== RECORD EXCERPTS

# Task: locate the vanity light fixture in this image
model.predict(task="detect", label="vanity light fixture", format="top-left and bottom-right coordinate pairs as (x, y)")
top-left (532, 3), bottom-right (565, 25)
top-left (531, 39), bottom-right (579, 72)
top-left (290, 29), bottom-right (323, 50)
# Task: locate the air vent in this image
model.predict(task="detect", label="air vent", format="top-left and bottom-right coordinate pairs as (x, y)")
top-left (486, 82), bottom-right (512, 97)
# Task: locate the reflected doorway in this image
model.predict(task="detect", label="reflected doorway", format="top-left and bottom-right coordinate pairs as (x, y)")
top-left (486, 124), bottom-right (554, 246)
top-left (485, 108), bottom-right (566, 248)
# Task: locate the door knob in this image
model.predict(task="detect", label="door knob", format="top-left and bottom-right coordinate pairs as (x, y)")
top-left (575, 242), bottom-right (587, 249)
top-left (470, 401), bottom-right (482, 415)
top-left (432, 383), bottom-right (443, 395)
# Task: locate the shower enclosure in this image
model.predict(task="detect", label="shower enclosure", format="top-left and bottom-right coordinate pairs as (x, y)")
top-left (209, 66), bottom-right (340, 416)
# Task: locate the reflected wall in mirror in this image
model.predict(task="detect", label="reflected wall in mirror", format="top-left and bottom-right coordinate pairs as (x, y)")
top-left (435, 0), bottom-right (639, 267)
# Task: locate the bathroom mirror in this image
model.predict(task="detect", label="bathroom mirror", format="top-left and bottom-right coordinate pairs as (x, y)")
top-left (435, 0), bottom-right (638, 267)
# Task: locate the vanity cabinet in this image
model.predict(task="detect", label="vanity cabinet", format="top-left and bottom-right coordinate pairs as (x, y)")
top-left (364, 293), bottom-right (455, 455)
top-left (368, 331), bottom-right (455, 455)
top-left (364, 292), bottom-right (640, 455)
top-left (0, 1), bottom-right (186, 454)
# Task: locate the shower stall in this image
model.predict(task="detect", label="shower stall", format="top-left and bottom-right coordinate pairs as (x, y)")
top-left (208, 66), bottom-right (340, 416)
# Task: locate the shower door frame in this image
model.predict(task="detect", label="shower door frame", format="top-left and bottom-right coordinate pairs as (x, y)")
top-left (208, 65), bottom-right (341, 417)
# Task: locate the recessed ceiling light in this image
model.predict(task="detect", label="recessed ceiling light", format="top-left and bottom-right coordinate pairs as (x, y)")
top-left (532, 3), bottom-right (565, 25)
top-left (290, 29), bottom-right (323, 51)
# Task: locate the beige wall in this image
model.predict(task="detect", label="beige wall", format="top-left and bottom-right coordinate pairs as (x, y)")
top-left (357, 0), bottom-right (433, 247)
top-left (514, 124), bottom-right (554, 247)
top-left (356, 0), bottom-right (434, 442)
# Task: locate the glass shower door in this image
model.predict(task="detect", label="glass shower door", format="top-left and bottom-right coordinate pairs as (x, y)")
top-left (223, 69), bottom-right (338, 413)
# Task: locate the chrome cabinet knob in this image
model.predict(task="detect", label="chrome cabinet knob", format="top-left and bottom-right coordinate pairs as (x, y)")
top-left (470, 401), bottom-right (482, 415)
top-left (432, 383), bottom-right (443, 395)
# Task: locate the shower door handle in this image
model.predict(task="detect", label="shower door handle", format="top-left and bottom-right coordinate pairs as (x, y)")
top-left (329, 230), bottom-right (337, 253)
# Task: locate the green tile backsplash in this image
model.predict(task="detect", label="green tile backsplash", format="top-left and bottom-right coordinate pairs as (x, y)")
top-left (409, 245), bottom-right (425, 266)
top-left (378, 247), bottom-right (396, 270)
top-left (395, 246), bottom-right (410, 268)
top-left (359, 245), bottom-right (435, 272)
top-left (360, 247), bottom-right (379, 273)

====

DIRECTIONS: Write the material out once more, keeping each line exact.

OUTPUT FOR THIS EXERCISE:
# Task: locate the vanity light fixture in this image
model.predict(task="detect", label="vanity light fixture", format="top-left and bottom-right coordinate pairs as (x, y)")
top-left (532, 3), bottom-right (565, 25)
top-left (531, 39), bottom-right (579, 72)
top-left (290, 29), bottom-right (323, 50)
# Task: locate the air vent in this image
model.predict(task="detect", label="air vent", format="top-left and bottom-right coordinate pairs as (x, y)")
top-left (486, 82), bottom-right (512, 97)
# Task: locate the reflected doorway in this image
model.predict(task="detect", label="reflected doorway", format="top-left and bottom-right coordinate pairs as (x, y)")
top-left (486, 124), bottom-right (554, 246)
top-left (485, 108), bottom-right (566, 248)
# Task: locate the door knob in this image
model.predict(task="detect", label="door knob", format="top-left and bottom-right coordinate pairs as (x, y)")
top-left (575, 242), bottom-right (587, 249)
top-left (470, 401), bottom-right (482, 415)
top-left (432, 383), bottom-right (443, 395)
# Task: locate the shower enclosure in this image
model.predict(task="detect", label="shower enclosure", format="top-left and bottom-right coordinate pairs as (x, y)")
top-left (209, 66), bottom-right (340, 416)
# Task: locate the reflected wall in mirror in this image
model.predict(task="detect", label="reflected wall in mirror", format="top-left and bottom-right coordinate pairs as (x, y)")
top-left (435, 0), bottom-right (639, 267)
# Task: locate the bathroom mirror in this image
model.predict(task="detect", label="bathroom mirror", format="top-left and bottom-right coordinate pairs as (x, y)")
top-left (435, 0), bottom-right (638, 267)
# Task: locate the vanity cabinet in this image
model.predict(task="detect", label="vanity cabinet", format="top-left and bottom-right coordinate pairs as (x, y)")
top-left (364, 293), bottom-right (455, 455)
top-left (368, 331), bottom-right (455, 455)
top-left (364, 292), bottom-right (640, 455)
top-left (0, 1), bottom-right (186, 454)
# Task: locate the shower stall in this image
model.predict(task="detect", label="shower stall", format="top-left and bottom-right coordinate pairs as (x, y)")
top-left (208, 66), bottom-right (340, 416)
# Task: locate the shower door frame in this image
model.predict(task="detect", label="shower door frame", format="top-left and bottom-right coordinate pairs as (x, y)")
top-left (208, 65), bottom-right (341, 417)
# Task: locate the recessed ceiling light in this image
model.predict(task="detect", label="recessed ceiling light", format="top-left and bottom-right coordinate pairs as (x, y)")
top-left (532, 3), bottom-right (565, 25)
top-left (290, 29), bottom-right (323, 51)
# Task: locate the beige wall in this image
model.predict(task="detect", label="beige wall", format="top-left and bottom-right coordinate pairs as (x, y)")
top-left (357, 0), bottom-right (433, 247)
top-left (514, 124), bottom-right (554, 247)
top-left (356, 0), bottom-right (434, 442)
# Task: locate the glass shower door in this image
model.predict(task="detect", label="glass shower door", format="top-left and bottom-right coordinate pairs as (x, y)")
top-left (223, 69), bottom-right (338, 413)
# Task: locate the chrome cabinet knob in this image
model.predict(task="detect", label="chrome cabinet knob", format="top-left and bottom-right coordinate pairs as (x, y)")
top-left (470, 401), bottom-right (482, 415)
top-left (432, 383), bottom-right (443, 395)
# Task: locate the shower door handle in this image
model.predict(task="detect", label="shower door handle", format="top-left and bottom-right coordinate pairs as (x, y)")
top-left (329, 230), bottom-right (337, 253)
# Task: locate the green tile backsplash in this image
model.predict(task="detect", label="green tile backsplash", format="top-left and bottom-right coordinate pairs as (x, y)")
top-left (409, 245), bottom-right (425, 266)
top-left (378, 247), bottom-right (396, 270)
top-left (395, 246), bottom-right (410, 268)
top-left (359, 245), bottom-right (435, 272)
top-left (360, 247), bottom-right (379, 273)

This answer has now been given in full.